Pointing and labeling rows:
+++

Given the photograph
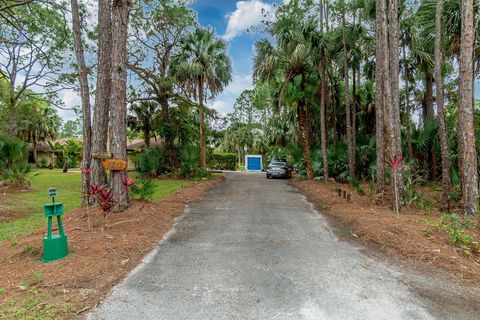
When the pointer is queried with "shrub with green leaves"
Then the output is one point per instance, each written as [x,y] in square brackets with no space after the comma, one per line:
[150,162]
[14,161]
[223,161]
[455,227]
[143,189]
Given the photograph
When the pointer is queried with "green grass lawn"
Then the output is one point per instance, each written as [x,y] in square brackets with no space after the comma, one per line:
[69,192]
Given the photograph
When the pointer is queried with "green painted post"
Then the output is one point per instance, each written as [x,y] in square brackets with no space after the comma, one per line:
[55,246]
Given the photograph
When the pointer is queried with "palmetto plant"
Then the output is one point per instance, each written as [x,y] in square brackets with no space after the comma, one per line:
[203,69]
[290,65]
[38,122]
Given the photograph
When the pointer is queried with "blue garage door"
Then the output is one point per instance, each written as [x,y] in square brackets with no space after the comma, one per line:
[254,163]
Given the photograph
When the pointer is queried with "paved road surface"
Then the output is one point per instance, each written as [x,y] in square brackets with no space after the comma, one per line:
[255,249]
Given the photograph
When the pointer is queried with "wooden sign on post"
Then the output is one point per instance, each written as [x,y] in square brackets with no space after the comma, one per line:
[114,164]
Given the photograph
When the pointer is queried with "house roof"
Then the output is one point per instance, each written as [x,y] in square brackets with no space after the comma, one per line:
[43,146]
[140,143]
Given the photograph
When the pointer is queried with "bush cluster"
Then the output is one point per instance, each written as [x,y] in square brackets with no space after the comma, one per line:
[14,161]
[223,161]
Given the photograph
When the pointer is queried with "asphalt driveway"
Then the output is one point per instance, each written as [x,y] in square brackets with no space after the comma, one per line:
[256,249]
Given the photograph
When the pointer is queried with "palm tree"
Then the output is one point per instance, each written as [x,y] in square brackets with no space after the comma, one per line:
[442,129]
[291,61]
[142,119]
[204,69]
[466,132]
[38,123]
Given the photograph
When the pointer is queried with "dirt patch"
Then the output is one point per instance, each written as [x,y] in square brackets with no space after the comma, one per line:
[412,236]
[99,258]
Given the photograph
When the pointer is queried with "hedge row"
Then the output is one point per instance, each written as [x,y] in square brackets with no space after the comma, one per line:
[223,161]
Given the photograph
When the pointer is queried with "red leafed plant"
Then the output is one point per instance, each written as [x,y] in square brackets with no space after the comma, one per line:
[128,182]
[103,196]
[85,170]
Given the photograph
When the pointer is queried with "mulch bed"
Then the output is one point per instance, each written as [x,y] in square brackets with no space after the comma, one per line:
[411,236]
[100,257]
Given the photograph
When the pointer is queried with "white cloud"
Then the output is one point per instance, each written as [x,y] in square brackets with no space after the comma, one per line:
[71,99]
[239,83]
[248,14]
[222,106]
[225,101]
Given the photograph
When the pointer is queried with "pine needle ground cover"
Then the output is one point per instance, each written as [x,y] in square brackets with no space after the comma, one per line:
[427,238]
[21,211]
[100,255]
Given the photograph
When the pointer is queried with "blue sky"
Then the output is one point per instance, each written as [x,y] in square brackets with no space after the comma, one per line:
[231,20]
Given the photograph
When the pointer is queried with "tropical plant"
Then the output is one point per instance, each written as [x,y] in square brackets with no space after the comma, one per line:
[38,122]
[143,189]
[14,165]
[203,69]
[150,162]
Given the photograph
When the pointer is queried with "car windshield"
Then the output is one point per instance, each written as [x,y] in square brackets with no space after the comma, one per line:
[277,164]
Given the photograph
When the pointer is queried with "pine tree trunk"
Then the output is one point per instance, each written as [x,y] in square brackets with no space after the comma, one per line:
[85,97]
[430,116]
[146,136]
[348,115]
[379,94]
[395,138]
[169,138]
[102,93]
[323,98]
[407,105]
[466,133]
[203,160]
[442,128]
[323,119]
[302,126]
[118,101]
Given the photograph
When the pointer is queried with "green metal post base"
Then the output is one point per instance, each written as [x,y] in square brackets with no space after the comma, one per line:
[54,248]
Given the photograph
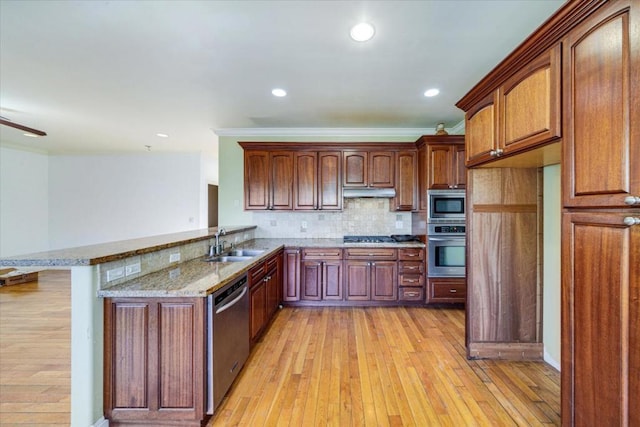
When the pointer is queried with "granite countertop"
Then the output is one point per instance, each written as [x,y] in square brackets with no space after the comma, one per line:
[112,251]
[197,278]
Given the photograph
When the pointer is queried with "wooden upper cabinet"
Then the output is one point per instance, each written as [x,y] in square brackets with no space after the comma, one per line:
[318,180]
[406,181]
[330,180]
[423,171]
[529,104]
[600,318]
[601,148]
[480,130]
[446,166]
[522,114]
[268,177]
[369,169]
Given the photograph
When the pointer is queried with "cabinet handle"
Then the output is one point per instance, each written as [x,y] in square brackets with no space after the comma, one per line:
[631,221]
[632,200]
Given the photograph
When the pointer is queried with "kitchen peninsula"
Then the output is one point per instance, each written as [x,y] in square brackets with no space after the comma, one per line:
[160,267]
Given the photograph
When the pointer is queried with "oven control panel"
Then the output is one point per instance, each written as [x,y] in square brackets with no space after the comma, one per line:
[446,229]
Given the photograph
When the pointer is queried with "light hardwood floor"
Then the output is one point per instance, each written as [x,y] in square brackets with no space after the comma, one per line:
[383,367]
[313,367]
[35,351]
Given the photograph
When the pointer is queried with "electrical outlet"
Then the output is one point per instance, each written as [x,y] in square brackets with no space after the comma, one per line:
[115,273]
[132,269]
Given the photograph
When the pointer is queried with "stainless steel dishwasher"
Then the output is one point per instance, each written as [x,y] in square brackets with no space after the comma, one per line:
[228,338]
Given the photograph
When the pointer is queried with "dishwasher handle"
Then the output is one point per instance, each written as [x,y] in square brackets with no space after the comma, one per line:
[232,303]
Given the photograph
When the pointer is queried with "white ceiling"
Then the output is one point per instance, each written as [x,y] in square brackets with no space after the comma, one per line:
[104,76]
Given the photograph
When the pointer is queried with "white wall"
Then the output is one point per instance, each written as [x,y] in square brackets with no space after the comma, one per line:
[551,277]
[24,202]
[103,198]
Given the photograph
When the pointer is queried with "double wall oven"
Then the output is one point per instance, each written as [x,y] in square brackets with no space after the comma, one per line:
[446,233]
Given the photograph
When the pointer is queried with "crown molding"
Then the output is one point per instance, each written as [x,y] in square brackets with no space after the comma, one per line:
[332,132]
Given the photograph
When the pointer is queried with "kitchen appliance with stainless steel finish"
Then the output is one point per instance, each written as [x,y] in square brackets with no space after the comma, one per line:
[446,205]
[228,338]
[446,249]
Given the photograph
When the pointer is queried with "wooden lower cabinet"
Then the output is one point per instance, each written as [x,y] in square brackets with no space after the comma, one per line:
[600,319]
[371,280]
[321,274]
[265,294]
[257,310]
[446,290]
[154,361]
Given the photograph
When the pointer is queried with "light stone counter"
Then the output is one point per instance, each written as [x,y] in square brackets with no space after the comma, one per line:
[197,278]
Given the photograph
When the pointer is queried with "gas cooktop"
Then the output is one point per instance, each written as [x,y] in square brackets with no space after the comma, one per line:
[380,239]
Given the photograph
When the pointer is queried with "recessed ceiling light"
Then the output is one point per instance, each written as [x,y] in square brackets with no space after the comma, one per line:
[432,92]
[362,32]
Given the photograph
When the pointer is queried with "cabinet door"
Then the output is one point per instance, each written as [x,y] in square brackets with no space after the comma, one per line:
[311,280]
[406,174]
[291,276]
[601,153]
[382,169]
[459,175]
[281,180]
[446,290]
[330,180]
[358,280]
[356,169]
[272,288]
[256,180]
[257,310]
[384,281]
[305,181]
[440,164]
[332,280]
[423,172]
[148,344]
[480,129]
[530,104]
[600,318]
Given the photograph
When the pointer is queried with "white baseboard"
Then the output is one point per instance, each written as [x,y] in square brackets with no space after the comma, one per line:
[102,422]
[551,361]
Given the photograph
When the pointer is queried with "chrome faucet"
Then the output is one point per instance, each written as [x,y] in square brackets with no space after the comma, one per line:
[219,247]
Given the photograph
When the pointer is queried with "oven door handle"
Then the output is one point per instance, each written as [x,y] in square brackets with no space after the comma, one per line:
[232,303]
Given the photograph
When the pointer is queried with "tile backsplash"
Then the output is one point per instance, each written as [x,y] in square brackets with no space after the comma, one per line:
[364,216]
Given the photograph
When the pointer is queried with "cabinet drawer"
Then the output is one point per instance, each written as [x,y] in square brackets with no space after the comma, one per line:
[322,253]
[411,254]
[411,294]
[449,290]
[256,274]
[371,253]
[411,280]
[410,267]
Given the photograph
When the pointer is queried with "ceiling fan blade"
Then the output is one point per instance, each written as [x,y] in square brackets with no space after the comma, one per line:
[7,122]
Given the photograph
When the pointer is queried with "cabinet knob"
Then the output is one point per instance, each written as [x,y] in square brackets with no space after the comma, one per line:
[632,200]
[631,221]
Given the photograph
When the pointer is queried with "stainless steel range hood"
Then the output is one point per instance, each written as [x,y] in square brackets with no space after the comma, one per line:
[351,193]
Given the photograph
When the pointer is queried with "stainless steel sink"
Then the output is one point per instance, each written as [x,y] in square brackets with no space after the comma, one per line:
[245,252]
[227,258]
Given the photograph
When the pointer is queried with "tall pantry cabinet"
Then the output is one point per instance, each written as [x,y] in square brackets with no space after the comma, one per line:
[601,219]
[596,44]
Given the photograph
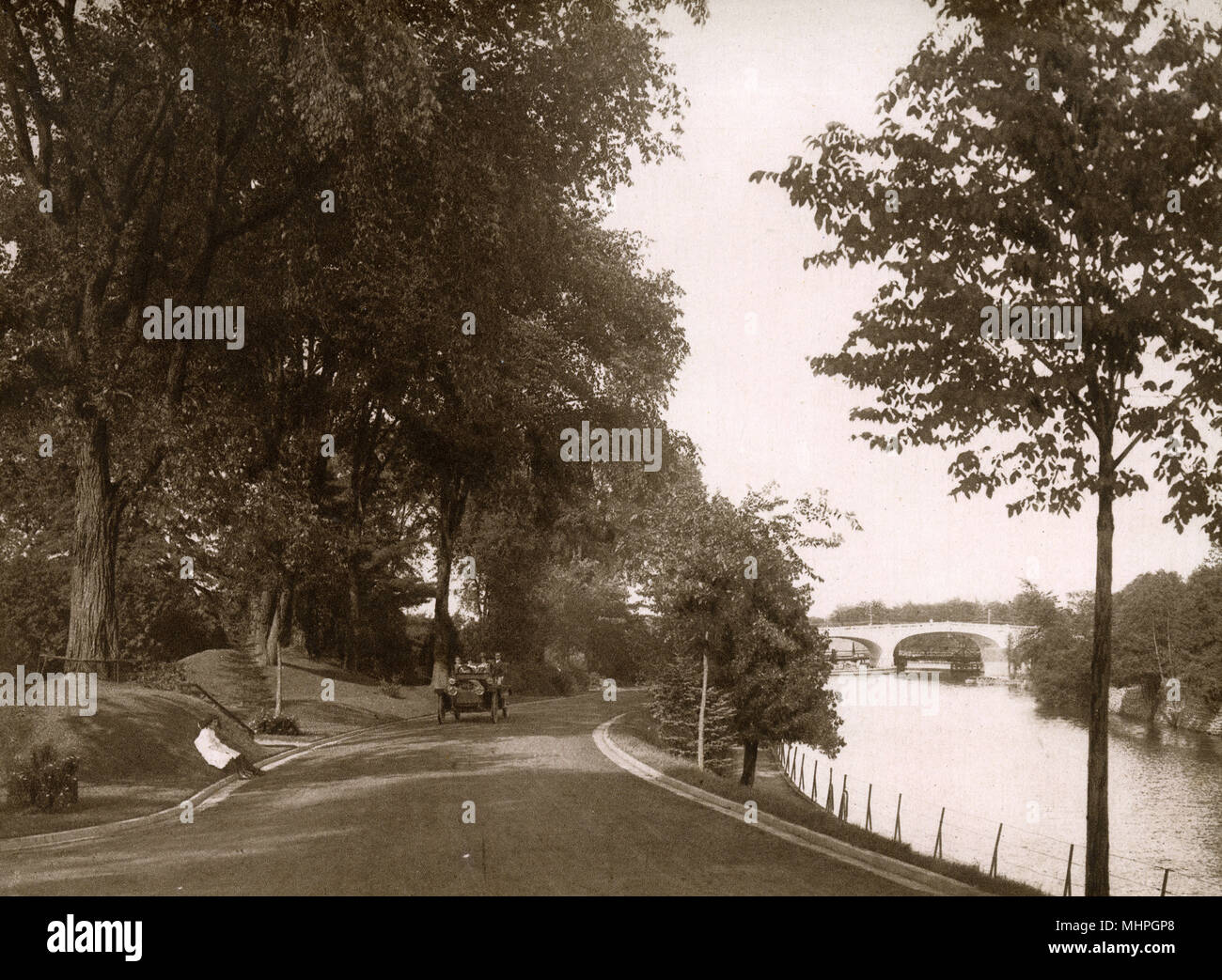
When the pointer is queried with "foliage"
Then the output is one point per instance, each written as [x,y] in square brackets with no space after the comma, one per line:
[1027,155]
[675,706]
[45,780]
[268,723]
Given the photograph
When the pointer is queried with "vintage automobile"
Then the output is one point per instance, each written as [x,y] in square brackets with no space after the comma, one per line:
[475,687]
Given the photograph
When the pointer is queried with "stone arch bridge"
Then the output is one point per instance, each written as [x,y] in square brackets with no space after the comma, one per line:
[881,639]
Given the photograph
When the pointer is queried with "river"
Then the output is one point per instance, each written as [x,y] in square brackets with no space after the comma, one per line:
[990,756]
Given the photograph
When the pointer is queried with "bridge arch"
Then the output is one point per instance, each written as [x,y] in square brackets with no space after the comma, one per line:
[883,639]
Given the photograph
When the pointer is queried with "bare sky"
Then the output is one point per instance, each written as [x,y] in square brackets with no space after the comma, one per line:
[762,74]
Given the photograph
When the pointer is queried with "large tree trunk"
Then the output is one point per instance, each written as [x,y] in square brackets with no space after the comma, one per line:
[264,611]
[750,753]
[445,638]
[277,625]
[93,613]
[699,723]
[1100,681]
[354,614]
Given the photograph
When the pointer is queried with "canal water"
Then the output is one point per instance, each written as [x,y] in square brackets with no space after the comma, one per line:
[990,756]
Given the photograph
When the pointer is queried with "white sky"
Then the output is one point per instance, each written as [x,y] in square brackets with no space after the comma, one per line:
[762,74]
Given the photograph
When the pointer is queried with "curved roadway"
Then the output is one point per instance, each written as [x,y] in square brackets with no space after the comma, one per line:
[383,814]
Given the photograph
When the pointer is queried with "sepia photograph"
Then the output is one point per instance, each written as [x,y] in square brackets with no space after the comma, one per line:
[611,448]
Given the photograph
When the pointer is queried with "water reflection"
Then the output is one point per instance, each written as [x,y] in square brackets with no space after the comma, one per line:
[991,756]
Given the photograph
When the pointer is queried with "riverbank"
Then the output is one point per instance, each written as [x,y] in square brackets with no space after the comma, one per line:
[775,794]
[1188,715]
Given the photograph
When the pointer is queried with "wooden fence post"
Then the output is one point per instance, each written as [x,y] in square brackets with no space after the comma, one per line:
[993,868]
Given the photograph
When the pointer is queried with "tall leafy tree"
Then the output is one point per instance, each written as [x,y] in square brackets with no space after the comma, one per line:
[139,142]
[1049,151]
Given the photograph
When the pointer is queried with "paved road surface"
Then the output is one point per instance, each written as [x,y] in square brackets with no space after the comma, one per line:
[383,816]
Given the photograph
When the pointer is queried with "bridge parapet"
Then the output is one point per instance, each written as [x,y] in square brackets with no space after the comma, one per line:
[883,639]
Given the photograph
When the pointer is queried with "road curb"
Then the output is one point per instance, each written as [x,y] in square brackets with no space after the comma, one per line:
[11,845]
[897,871]
[31,842]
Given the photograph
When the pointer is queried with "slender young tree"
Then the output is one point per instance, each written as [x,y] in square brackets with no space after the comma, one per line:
[1040,154]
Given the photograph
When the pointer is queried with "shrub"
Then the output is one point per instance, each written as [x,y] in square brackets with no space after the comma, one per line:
[44,781]
[162,676]
[675,706]
[539,677]
[272,723]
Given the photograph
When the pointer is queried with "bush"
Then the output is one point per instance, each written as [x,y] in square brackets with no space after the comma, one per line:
[162,676]
[270,723]
[390,688]
[44,781]
[675,706]
[545,678]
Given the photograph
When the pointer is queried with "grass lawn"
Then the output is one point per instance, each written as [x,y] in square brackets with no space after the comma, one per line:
[775,794]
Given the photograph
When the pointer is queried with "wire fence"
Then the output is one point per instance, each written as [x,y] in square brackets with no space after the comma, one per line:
[1005,849]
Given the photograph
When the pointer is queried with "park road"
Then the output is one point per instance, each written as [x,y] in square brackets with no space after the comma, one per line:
[383,814]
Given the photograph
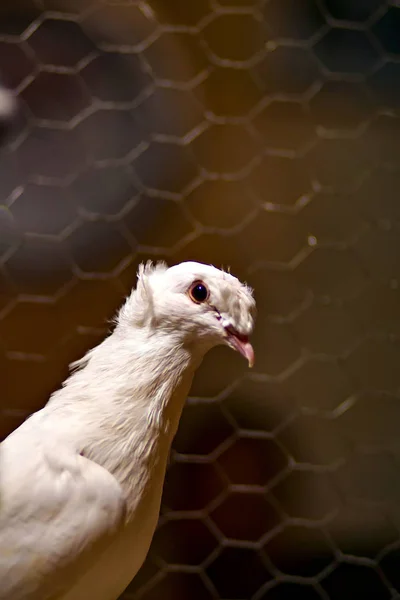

+++

Directions for this task:
List every line of the rows above that contains the string "blue", matching case exactly.

Output of the task:
When the pointer is queried with "blue garage door"
When the pointer is queried with "blue sky"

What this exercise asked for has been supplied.